# [Text passage]
□ □ □ □ □

Further Bluetongue Update
February 6, 2024
A case of the notifiable disease, Bluetongue was confirmed in a cow near Canterbury, Kent, on 11 November, following routine testing. As of 4th Feb, there have now been 83 Bluetongue cases on 44 premises in Kent and Norfolk. Most cases have been in cattle but some have been found in sheep. Until recently all animals have been humanely culled however midge activity is currently very low making the risk of onward transmission much less likely. The latest cases have therefore not been culled but placed under movement restrictions instead.
Bluetongue is a viral disease transmitted by biting midges, which affects all ruminants (e.g. sheep, cattle, goats and deer) and camelids (e.g. llama and alpaca). The current strain circulating is BTV-3 which is different to the previous strain we had in the UK. Due to this being a new strain, the vaccine we had previously will not offer cross-protection against this new BTV-3 strain. Bluetongue does not pose a threat to human health, but it remains a notifiable disease and any suspicion must be reported to APHA on 0300 020 0301.

□ □ □ □ □

# [Provided data]
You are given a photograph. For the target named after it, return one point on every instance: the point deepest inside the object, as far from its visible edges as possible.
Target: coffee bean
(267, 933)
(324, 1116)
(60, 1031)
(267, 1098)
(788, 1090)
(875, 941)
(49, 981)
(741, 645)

□ □ □ □ □

# [Exercise tasks]
(a) List every animal the Bluetongue update gives as an example of a ruminant or a camelid.
(b) Please write a continuation of the Bluetongue update that picks up after its last sentence.
The data have no connection to the Bluetongue update.

# [Answers for this exercise]
(a) Sheep, cattle, goats, deer, llama, alpaca

(b)
Symptoms of BTV-3 can vary across ruminants, with sheep generally exhibiting more overt symptoms than cattle. These include in sheep; drooling, mouth lesions, high fever, lameness, oedema (swollen heads) and sudden death. Cattle are not usually as severely affected but may show similar clinical signs as well as teat, eye, coronary band and nose lesions.
The advice for farmers is to beware if buying animals in from Europe, take action to report any signs, and remain vigilant.